-- EXCERPTED TEXT --
::::::::
The canvasboard system as a whole comprises the thousands of individual boards that are an archive of creativity, that have the potential to be reorganised into different sets. The sequences of boards and the panelled sets that are made from them present an emergent ordering. Parts of the sets are relatively more fixed than others, but the viewer is always conscious that the potential for reordering and reinterpretation was there from the beginning. As Tillers himself writes: ‘While the existing body of work (which is also a body of knowledge) determines to some degree what comes next, there is always within this system openness to chance, to serendipity, to coincidence and the possibility of new directions and unexpected interventions.’11 

For Tillers art is both ‘a solitary journey of introspection’ and ‘above all, “a way of knowing”’.12  The works that are produced provide the opportunity for others to enter into the artist’s world, and to engage and respond to it, inevitably influenced by the artist’s own structuring of the information, but empowered to chart their own pathways and to form their own mental sets.
::::::::
-- MATERIAL PROVIDED --
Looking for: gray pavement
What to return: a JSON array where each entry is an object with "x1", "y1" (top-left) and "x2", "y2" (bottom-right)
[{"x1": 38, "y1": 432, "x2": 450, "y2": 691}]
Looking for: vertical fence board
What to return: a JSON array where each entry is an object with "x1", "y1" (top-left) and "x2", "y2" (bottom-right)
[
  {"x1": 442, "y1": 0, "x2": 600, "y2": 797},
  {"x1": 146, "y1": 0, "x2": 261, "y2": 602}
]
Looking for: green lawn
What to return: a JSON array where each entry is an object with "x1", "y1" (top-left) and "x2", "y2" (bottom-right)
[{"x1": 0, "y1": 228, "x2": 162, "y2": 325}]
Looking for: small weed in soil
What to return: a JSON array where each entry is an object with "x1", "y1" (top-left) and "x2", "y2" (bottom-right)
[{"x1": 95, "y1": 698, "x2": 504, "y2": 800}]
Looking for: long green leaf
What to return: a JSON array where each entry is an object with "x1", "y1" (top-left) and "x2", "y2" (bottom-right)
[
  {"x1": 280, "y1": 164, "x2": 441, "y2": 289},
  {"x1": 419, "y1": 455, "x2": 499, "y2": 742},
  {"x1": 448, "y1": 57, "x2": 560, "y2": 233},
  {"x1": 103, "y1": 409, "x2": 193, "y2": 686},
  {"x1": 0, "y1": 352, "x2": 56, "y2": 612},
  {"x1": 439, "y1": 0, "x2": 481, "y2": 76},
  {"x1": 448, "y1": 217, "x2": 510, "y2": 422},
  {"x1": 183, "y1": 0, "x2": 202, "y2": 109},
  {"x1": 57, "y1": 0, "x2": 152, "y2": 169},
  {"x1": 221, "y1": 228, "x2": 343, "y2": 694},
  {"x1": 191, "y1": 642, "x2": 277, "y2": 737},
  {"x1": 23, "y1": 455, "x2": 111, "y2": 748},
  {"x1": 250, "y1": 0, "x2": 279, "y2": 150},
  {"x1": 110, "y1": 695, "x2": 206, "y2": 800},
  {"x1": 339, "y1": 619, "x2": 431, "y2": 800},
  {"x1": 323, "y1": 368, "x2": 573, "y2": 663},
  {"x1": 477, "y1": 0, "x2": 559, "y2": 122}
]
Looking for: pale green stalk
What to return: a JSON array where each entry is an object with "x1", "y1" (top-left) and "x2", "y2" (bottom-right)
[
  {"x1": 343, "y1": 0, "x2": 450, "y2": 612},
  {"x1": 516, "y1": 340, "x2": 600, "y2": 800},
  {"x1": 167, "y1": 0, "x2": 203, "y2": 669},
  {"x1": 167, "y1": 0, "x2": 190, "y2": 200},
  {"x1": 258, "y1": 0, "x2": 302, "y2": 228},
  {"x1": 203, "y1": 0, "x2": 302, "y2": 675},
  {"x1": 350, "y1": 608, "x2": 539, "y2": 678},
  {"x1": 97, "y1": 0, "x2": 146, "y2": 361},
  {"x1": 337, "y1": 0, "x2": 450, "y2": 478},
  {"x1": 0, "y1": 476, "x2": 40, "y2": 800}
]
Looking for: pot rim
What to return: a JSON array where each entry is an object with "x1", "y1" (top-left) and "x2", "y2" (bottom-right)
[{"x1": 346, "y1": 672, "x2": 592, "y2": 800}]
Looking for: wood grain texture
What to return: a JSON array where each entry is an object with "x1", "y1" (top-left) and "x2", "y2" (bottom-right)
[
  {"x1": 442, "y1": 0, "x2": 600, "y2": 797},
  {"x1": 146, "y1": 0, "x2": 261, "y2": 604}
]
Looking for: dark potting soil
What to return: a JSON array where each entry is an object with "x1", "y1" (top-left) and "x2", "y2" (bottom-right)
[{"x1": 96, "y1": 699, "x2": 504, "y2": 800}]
::::::::
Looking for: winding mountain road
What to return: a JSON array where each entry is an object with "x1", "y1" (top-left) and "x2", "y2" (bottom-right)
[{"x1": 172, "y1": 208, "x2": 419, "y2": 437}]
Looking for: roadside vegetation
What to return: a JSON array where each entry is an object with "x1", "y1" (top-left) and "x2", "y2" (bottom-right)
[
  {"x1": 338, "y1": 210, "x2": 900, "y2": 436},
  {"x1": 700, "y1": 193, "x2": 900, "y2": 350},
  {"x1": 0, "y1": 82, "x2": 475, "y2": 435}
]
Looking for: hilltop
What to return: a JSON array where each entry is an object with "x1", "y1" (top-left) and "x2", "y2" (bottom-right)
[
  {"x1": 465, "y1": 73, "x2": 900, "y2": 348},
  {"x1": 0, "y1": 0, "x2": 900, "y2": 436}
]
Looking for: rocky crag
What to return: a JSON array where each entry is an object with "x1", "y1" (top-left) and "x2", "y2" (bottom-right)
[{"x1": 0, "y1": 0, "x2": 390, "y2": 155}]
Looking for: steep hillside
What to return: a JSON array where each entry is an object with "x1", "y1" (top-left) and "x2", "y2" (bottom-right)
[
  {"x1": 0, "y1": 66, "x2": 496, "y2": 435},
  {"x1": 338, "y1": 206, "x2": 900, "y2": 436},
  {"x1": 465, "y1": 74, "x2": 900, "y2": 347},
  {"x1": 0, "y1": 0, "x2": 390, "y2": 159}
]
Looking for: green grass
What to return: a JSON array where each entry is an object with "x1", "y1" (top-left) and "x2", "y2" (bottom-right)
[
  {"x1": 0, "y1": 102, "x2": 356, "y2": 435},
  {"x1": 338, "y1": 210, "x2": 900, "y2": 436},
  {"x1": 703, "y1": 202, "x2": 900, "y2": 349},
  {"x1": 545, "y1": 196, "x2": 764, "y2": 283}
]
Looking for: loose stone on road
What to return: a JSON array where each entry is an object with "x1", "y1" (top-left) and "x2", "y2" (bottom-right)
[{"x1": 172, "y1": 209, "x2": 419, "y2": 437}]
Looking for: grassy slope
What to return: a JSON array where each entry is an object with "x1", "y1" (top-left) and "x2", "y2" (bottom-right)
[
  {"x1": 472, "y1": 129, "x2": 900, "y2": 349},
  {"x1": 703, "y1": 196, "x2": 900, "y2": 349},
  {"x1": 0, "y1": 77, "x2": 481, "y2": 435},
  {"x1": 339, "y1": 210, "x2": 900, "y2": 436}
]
::::::::
-- TASKS TO CARRY OUT --
a: Please collect every line of the rows that contains the string "soil", treating upper and lower case as distinct.
b: Extend the passage on Tillers and the canvasboard system, picking up after its final sentence.
These rows are unrelated to the passage about the canvasboard system.

-- SOLVED PROBLEMS --
a:
Looking for: small weed in soil
Looking for: dark potting soil

b:
Taking Tillers’ lead in responding to his inclusion of Aboriginal motifs in his recent work, my intellectual response to Terra incognita 2005 begins with an awareness of a series of disjunctions. Terra incognita follows on from the series of works that relocate Tillers’ painting in the Australian landscape, coinciding with his family’s move to Cooma in 1998. In many of these works, such as Mexico, etcetera 2001, place names appear or emerge – at times they seem to be floating beneath the surface of the painting, and at others they seem almost stamped onto it. The works pick up on the power of place names and their capacity to evoke memories and make connections. The names are chosen for that same combination of form and content that images are selected: the ‘readymade’ poetry of Coober Pedy, Kunanurra, Broken Hill and Faraway Bay; the salience of names in the Snowy Mountains to Australian history, his wife and her family; and many other, often serendipitous, connections. Many of the names already contained the transformed poetry of Indigenous Australia; they are names that existed for generations before the coming of Europeans, words from peoples whose lands, languages and lives were taken from them. In the midst of his ‘unfinished journey’ Tillers encountered David Horton’s map of Aboriginal tribal or language group names and began to include them in works such as Outback: A 2005. The names themselves provide a challenge to the idea of Australia as terra nullius and terra incognita, signifying the underlying presence of Indigenous Australians in the landscape.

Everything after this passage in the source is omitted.